Work task » Below are records; report the number of lines in them that include the word "watermelon", with no other text.

Records for this task »
__________
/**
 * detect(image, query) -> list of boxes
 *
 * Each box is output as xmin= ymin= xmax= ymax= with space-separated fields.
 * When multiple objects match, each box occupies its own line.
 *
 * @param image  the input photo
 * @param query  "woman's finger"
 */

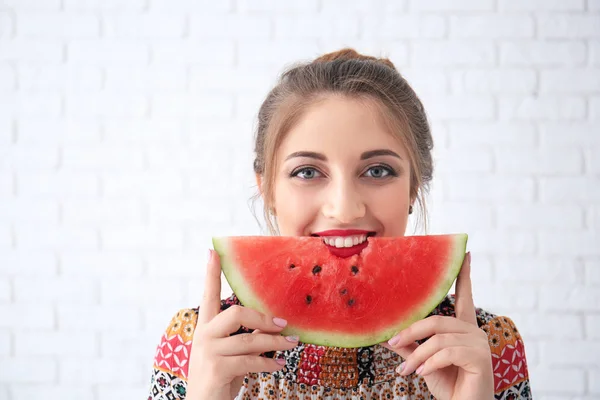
xmin=198 ymin=249 xmax=224 ymax=325
xmin=221 ymin=354 xmax=287 ymax=378
xmin=455 ymin=252 xmax=478 ymax=326
xmin=387 ymin=315 xmax=477 ymax=348
xmin=380 ymin=341 xmax=418 ymax=360
xmin=214 ymin=331 xmax=299 ymax=356
xmin=395 ymin=333 xmax=480 ymax=376
xmin=415 ymin=345 xmax=491 ymax=377
xmin=205 ymin=304 xmax=287 ymax=338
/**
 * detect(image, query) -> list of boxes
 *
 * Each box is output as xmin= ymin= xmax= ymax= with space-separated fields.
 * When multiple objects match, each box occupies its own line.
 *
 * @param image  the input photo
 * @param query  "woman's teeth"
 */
xmin=322 ymin=235 xmax=368 ymax=248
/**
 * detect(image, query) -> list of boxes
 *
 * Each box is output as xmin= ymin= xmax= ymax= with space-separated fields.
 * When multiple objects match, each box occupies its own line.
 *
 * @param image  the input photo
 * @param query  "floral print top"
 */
xmin=148 ymin=293 xmax=532 ymax=399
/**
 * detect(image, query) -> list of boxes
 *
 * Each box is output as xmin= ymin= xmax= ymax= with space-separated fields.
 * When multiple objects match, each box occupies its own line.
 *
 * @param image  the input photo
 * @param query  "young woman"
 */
xmin=148 ymin=49 xmax=532 ymax=399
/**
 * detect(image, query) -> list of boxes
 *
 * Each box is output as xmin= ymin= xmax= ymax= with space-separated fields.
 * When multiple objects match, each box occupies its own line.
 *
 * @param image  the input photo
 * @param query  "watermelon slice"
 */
xmin=212 ymin=234 xmax=467 ymax=348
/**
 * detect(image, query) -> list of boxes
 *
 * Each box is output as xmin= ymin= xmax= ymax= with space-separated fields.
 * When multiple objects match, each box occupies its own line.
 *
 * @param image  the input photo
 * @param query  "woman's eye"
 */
xmin=364 ymin=166 xmax=394 ymax=178
xmin=293 ymin=167 xmax=322 ymax=180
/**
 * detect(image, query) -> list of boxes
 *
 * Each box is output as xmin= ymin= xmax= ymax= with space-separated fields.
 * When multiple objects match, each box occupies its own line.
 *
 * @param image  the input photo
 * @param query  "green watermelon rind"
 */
xmin=213 ymin=234 xmax=468 ymax=349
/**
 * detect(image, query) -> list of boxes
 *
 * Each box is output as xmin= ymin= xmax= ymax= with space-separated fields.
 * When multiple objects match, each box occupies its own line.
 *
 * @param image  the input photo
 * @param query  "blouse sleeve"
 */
xmin=481 ymin=315 xmax=533 ymax=399
xmin=147 ymin=308 xmax=198 ymax=400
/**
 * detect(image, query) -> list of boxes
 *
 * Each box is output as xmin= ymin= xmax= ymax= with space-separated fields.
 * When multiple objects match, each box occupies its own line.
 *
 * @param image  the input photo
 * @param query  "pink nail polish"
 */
xmin=416 ymin=364 xmax=424 ymax=375
xmin=207 ymin=249 xmax=213 ymax=263
xmin=276 ymin=357 xmax=286 ymax=365
xmin=396 ymin=362 xmax=405 ymax=374
xmin=388 ymin=334 xmax=401 ymax=347
xmin=273 ymin=317 xmax=287 ymax=328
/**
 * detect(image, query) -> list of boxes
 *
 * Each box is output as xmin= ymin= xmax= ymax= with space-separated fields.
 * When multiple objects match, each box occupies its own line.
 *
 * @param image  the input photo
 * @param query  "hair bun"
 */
xmin=313 ymin=47 xmax=397 ymax=70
__________
Answer section » 2